Task directions -
Would you print the material exactly, starting at its first line and ending at the line holding "Indicate every instance of the red berry"?

Data to examine -

[Start of section]

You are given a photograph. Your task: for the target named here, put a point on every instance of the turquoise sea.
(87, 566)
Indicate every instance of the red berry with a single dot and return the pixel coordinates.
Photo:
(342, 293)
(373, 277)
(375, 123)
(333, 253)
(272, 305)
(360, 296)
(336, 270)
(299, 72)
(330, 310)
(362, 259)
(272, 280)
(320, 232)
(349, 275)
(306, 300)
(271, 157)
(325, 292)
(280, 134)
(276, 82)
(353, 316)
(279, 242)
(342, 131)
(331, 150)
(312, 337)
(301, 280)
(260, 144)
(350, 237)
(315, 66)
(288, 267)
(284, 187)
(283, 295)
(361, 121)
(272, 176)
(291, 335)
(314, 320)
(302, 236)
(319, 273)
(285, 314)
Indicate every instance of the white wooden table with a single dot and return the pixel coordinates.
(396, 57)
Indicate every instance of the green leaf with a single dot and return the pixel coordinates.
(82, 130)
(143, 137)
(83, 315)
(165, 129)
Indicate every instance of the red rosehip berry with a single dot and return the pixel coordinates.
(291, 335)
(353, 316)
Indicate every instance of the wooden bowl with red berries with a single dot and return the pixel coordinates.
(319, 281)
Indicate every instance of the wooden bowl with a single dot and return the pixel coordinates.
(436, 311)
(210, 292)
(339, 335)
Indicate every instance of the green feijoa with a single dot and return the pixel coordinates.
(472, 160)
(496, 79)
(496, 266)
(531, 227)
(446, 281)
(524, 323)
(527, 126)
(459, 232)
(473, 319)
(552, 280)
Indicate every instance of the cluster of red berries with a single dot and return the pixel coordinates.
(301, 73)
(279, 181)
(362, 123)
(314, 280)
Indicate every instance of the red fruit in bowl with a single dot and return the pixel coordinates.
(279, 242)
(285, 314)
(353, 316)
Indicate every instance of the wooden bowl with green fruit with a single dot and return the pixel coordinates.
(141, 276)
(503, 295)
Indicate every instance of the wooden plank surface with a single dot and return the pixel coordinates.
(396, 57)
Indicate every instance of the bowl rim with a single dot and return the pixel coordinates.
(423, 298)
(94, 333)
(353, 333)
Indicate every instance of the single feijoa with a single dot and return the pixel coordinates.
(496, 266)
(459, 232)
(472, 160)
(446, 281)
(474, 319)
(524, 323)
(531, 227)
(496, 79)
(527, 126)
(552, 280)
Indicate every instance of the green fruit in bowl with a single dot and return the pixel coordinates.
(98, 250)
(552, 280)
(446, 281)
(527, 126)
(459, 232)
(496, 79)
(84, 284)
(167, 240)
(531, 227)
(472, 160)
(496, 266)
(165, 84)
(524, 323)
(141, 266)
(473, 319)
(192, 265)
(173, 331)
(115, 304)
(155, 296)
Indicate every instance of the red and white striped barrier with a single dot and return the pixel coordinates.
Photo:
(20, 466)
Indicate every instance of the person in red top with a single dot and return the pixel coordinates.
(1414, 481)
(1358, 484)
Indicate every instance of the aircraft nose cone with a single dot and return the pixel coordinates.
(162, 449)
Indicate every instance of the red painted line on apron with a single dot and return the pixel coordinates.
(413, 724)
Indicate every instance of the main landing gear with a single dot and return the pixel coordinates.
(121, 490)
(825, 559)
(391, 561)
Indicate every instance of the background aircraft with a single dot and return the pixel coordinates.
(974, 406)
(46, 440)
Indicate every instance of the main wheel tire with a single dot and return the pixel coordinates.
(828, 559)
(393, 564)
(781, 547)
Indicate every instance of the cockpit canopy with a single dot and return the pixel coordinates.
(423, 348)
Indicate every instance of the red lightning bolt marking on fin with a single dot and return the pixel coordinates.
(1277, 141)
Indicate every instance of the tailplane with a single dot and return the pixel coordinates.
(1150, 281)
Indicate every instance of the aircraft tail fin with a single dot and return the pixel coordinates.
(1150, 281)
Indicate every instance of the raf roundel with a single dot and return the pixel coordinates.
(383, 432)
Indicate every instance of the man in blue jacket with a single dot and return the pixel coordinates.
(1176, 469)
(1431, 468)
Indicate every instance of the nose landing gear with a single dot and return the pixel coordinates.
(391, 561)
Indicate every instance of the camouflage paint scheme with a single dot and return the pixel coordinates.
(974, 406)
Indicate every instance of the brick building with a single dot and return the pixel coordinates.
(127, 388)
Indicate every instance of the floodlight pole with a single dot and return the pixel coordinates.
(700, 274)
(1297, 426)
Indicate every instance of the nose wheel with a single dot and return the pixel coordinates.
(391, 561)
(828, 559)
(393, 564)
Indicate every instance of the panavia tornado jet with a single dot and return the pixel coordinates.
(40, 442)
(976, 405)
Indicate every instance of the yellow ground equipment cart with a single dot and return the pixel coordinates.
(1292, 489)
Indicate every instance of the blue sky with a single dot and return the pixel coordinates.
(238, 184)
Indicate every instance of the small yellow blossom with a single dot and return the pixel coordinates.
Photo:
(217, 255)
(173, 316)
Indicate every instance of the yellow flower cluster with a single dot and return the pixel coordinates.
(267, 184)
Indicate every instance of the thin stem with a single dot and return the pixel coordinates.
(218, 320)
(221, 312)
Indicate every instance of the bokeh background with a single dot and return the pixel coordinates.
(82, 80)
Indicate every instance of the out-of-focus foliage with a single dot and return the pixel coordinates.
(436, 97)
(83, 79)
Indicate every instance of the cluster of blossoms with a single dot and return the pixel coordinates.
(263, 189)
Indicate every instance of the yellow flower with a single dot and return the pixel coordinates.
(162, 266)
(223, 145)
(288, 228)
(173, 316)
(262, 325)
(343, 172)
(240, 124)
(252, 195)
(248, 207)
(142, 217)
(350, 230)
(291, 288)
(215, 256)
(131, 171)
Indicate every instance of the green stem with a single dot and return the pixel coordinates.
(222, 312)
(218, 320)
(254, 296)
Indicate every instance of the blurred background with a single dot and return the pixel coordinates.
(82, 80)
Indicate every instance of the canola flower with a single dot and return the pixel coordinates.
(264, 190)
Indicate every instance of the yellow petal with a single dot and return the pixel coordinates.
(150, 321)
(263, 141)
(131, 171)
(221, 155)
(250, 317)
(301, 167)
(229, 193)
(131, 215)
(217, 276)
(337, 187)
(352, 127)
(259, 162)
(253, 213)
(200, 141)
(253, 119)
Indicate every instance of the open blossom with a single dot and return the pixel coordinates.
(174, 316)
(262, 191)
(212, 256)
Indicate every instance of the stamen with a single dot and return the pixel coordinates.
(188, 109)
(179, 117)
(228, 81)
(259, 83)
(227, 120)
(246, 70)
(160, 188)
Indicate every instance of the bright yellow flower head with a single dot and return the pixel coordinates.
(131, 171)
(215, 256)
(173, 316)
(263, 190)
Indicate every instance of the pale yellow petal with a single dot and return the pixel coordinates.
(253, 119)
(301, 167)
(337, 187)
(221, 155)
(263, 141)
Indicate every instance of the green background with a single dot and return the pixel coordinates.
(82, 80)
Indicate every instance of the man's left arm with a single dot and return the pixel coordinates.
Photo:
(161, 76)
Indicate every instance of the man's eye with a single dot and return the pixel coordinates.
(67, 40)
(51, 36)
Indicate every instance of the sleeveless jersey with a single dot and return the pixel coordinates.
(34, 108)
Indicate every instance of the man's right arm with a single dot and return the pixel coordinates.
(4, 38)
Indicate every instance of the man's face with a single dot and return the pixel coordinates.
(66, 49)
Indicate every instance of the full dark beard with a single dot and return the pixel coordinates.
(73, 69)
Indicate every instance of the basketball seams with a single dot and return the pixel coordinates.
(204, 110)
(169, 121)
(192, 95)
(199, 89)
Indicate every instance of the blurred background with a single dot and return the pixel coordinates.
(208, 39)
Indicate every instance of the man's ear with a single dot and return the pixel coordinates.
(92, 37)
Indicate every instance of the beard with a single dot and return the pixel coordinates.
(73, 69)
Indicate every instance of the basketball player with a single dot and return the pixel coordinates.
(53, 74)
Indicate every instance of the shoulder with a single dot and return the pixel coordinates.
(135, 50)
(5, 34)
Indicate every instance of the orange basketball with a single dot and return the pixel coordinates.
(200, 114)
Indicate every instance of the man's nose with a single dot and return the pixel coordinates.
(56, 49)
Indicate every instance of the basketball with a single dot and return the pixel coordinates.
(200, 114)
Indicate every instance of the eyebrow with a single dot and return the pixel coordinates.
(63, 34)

[End of section]

Problem solution -
You are given a photograph. Your task: for the target named here, put a point on every instance of the turquoise sea.
(87, 566)
Indicate every instance of the red berry with a single dot and return the pixel coordinates.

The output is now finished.